--- START OF READING TEXT ---

A Real Time Super Resolution Accelerator with Tilted Layer Fusion

The adopted model [7] has seven layers. The first six layers are 3x3 convolutions with ReLU activation, and the final layer is a 3x3 convolution followed by a residual-like structure. Based on this model, we propose its hardware architecture as shown in Fig. 3. The proposed system architecture consists of 28 PE blocks, 2-stage pipelined accumulator, activation block, ping-pong buffer, overlap buffer, weight SRAM, bias SRAM, and residual SRAM. This design accesses 8-bit input images, weights, and biases from off-chip DRAM and then stores them to the corresponding SRAM buffers.

The whole processing is as follows. First, to process a layer, one of the ping-pong buffers will serve as an input provider to supply input to 28 PE blocks for simultaneously processing 28 channels of input. The output of 28 PE blocks will be sent to the 2-stage pipelined accumulator to complete the convolutions. The results will then go through the activation block for ReLU activation function. Then, the results will be stored in the other ping-pong buffer. Second, to process the next layer, the previous output buffer will serve as input, and the previous input buffer will serve as output. The whole processing is repeated. With this, all intermediate data will be within the chip and save external DRAM access.

This design has 28 PE blocks, where each PE block consists of three PE arrays, and a PE array has 5x3 MACs. To ease the arrangement of these MACs, we adopt the input broadcasting as shown in Fig. 4(a), where seven input images are broadcasted horizontally, and three weights are broadcasted vertically. These two are multiplied and then added up along the diagonal direction to generate five partial sums for the accumulators.

In the adopted model [7], all the intermediate layers have 28 channels except for the first layer(3 channels) and the final layer(27 channels). By splitting MACs into 28 PE blocks, and letting one PE block process a channel of input at a time, our design can reach an average of $87\%$ hardware utilization with little control overhead. The three PE arrays within one PE block can finish a 3x3 convolution in a cycle, which will be further discussed later.

--- END OF READING TEXT ---
--- START OF SUPPLIED MATERIAL ---

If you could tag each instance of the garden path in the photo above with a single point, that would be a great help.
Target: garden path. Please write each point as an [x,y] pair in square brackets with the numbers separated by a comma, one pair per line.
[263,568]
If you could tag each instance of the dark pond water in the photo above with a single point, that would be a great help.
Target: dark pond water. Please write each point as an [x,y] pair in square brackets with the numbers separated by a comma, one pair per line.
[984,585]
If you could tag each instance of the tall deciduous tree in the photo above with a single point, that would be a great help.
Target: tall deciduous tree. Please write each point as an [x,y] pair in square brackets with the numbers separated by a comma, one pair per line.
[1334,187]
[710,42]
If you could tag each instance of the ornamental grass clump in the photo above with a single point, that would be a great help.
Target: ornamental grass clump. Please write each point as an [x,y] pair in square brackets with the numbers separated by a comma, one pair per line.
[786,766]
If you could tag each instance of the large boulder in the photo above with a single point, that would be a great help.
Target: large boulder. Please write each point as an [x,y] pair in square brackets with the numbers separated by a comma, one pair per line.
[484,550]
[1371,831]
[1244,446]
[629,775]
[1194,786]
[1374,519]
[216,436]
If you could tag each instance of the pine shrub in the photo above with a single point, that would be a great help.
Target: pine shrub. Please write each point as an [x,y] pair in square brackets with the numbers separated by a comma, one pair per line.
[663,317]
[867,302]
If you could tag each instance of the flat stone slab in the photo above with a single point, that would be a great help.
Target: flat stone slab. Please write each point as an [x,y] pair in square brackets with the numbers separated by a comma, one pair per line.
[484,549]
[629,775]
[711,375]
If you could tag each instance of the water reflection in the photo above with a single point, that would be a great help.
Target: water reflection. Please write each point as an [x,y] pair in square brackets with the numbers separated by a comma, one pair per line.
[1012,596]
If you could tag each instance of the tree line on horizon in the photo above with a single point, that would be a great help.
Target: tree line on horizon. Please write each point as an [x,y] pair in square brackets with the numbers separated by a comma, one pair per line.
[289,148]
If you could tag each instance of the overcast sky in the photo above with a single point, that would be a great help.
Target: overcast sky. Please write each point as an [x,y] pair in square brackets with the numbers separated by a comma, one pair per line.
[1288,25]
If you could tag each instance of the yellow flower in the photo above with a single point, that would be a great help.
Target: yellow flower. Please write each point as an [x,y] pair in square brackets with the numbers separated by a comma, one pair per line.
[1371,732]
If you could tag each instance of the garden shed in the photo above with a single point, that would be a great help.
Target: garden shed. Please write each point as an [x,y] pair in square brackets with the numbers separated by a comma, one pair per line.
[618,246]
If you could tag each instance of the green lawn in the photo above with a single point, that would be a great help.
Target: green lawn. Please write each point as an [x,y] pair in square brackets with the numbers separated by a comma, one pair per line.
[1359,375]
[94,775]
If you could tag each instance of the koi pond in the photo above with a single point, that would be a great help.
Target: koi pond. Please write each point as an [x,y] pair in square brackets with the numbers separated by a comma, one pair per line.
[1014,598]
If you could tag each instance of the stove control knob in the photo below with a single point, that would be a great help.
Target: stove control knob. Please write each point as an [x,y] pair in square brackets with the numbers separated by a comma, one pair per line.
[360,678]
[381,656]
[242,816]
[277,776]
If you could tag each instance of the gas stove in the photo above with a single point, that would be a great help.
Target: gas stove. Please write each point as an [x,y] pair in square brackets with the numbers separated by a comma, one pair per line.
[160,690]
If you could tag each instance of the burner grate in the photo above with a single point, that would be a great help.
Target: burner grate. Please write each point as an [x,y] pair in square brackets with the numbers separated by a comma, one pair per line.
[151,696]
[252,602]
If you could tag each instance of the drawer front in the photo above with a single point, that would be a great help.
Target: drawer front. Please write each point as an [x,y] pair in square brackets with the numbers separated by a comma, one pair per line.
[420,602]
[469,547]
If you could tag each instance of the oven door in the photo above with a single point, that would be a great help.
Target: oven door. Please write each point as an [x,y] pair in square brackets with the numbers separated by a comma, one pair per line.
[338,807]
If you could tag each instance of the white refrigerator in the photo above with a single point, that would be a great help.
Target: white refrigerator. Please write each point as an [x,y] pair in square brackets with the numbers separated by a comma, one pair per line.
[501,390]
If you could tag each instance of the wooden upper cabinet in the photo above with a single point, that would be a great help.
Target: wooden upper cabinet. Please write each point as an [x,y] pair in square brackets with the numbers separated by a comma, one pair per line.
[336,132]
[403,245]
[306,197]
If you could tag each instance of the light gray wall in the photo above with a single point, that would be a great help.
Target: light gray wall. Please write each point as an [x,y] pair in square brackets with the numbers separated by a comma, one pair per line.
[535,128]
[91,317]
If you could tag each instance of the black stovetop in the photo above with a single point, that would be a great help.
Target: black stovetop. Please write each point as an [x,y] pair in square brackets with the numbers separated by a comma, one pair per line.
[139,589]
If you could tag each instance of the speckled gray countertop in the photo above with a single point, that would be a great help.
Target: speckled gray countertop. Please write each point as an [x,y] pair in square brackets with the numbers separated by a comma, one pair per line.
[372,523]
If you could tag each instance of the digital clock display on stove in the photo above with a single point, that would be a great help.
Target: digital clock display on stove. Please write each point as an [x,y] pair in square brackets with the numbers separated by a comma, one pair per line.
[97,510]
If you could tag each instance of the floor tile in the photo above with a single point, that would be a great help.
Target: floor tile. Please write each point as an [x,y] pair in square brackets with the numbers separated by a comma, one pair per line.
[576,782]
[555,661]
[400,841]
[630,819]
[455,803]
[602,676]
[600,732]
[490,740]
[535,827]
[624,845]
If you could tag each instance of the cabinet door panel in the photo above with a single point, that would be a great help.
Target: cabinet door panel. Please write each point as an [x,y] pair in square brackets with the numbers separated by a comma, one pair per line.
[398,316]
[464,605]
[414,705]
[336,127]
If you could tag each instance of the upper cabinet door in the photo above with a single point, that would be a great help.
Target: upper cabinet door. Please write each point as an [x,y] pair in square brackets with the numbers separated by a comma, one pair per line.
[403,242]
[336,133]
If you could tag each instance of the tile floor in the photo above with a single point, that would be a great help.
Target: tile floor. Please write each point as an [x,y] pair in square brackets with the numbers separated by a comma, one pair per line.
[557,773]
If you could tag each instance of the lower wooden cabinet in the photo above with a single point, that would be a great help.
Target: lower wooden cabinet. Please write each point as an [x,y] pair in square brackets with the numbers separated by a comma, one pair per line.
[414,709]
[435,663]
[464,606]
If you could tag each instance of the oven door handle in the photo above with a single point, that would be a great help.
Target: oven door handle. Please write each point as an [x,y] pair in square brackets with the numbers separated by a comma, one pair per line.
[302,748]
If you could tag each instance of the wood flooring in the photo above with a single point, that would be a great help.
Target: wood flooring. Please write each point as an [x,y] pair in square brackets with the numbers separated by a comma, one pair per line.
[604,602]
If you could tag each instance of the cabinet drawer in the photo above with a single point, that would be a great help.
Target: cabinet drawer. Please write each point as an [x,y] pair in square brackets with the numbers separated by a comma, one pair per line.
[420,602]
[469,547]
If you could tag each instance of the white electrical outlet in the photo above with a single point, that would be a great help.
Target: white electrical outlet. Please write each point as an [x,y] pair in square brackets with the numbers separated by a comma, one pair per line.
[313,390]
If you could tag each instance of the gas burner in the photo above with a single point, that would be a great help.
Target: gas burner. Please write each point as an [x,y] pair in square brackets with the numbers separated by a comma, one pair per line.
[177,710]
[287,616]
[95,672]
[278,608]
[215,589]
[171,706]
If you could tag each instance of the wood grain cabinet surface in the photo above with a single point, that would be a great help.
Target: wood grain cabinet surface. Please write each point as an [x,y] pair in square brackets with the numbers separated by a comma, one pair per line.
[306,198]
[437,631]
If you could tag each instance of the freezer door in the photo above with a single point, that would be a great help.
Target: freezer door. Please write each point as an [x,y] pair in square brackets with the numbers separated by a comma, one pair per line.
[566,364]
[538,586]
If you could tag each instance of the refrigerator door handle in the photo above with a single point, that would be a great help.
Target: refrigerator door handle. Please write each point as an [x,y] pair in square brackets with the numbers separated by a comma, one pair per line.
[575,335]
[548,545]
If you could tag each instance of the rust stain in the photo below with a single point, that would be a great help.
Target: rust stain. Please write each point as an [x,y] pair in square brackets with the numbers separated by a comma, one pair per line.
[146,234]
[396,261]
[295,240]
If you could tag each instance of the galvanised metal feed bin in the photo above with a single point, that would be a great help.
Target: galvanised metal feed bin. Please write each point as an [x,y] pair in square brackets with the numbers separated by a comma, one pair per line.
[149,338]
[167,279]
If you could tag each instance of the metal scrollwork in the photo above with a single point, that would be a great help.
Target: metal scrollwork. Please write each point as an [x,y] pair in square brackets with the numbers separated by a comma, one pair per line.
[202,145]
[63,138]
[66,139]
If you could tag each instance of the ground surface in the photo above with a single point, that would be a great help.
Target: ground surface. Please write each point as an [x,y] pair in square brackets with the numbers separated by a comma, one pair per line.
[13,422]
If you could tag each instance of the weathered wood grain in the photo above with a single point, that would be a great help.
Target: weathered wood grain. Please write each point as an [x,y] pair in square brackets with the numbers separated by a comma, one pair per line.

--- END OF SUPPLIED MATERIAL ---

TASKS TO PERFORM:
1. Reproduce the listing verbatim, starting with its first line and ending with the line that contains "Target: garden path.", including both of those lines.
2. Write the next part of the passage on the real-time super-resolution accelerator, picking up after its last sentence.

SOLVED TASKS:
1.
If you could tag each instance of the garden path in the photo above with a single point, that would be a great help.
Target: garden path. Please write each point as an [x,y] pair in square brackets with the numbers separated by a comma, one pair per line.

2.
Fig. 4(b) shows the accumulator, which is two-stage pipelined to shorten the critical path. Three partial sums from three PE arrays of the same PE(channel) are added up first, and then the 28 output channels from 28 PE blocks are summed up with a tree adder divided into two partial tree adders. In the second stage of the 2-stage pipelined accumulator, a multiplexer selects whether biases or residuals should be added depending on the current working layer.

Fig. 6(a) shows the data flow of a PE block process example from Fig. 5. In our data flow, a column of an input image is broadcasted horizontally while a column of filter weights is broadcasted vertically. With this data flow, the products to be summed up together to complete a convolution are along the diagonal direction. Hence, we use parallelogramical arranged PEs. This design can reduce the control overhead with the expense of allowing two more input images to the PE array.

This vectorwise scheduling is illustrated by the mathematical equations in Fig. 6(b). By sending three consecutive columns of input images and filter weights to three PE arrays, the convolution of one column of output is completed within a cycle. In this case, the example in Fig. 5 only takes three cycles to be completed. To sum up, this data flow achieves high parallelism, simple control, regular structure, and high hardware utilization.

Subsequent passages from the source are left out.